== EXTRACTED DATA
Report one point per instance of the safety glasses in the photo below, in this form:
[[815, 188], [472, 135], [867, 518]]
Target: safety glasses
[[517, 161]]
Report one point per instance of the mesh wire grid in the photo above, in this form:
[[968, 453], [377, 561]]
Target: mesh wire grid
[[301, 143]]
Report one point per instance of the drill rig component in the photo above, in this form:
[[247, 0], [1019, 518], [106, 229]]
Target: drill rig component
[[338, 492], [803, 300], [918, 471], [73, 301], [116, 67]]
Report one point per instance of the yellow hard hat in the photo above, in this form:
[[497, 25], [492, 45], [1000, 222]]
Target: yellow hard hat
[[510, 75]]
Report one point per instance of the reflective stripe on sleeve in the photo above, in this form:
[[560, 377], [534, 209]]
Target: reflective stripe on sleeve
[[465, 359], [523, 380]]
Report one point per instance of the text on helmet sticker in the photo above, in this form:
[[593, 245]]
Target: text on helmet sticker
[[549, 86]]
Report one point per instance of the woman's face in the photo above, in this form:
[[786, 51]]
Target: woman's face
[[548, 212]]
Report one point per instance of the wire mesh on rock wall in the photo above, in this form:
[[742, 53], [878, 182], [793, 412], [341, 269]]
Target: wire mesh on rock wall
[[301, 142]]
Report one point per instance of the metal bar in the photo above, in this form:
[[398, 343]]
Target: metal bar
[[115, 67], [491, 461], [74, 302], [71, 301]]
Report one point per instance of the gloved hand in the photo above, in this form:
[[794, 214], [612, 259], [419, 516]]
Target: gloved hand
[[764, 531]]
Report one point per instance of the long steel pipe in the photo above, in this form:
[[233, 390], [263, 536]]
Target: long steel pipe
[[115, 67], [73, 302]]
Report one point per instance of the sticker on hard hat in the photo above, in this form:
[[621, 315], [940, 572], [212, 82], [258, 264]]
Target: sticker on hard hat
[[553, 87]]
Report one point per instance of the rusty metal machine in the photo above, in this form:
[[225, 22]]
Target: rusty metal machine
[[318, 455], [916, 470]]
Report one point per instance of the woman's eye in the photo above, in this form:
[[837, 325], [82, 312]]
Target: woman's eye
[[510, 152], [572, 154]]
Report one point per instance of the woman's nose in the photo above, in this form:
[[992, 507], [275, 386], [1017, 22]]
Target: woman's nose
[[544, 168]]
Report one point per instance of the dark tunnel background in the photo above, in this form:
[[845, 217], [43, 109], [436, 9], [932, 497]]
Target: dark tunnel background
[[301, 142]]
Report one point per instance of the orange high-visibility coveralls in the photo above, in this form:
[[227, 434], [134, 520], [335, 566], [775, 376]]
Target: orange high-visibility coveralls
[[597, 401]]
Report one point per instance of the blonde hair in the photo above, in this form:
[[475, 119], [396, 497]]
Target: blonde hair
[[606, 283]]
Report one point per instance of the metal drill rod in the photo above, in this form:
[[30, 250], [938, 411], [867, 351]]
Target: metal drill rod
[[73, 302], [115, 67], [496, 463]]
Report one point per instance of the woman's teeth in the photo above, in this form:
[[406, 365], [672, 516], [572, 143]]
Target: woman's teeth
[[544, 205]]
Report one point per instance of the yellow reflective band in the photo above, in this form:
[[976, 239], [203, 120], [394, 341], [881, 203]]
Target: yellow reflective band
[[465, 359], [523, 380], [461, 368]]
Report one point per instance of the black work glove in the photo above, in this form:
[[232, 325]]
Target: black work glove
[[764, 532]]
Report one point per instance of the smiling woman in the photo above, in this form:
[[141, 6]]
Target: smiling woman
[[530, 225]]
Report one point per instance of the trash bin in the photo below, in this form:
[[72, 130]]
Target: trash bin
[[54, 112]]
====
§ BRIEF
Out of the entries above, write out only the lines between the line holding "Target: long steel pipe" and the line holding "[[225, 22]]", inclusive, each exactly as given.

§ PROBLEM SOLUTION
Target: long steel pipe
[[115, 67], [73, 302]]
Report one point per instance of the sticker on hard hat in the photo above, in this form:
[[621, 315], [940, 572], [212, 82], [258, 264]]
Target: sticker on hard hat
[[553, 87]]
Report one point per instance of the rusty metal machine in the photo above, in this form:
[[225, 22]]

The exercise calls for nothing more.